* start DATASET EXCERPTS *
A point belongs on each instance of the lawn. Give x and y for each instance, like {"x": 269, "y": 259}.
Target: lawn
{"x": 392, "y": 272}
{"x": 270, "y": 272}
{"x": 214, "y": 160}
* end DATASET EXCERPTS *
WHAT TO WORK ON →
Rewrite the data above, changing "lawn" to "grass" and keeping everything else the same.

ANSWER FOR THIS EXERCISE →
A point belongs on each instance of the grass. Give x and y for each instance, like {"x": 269, "y": 259}.
Target: grass
{"x": 392, "y": 272}
{"x": 270, "y": 272}
{"x": 214, "y": 160}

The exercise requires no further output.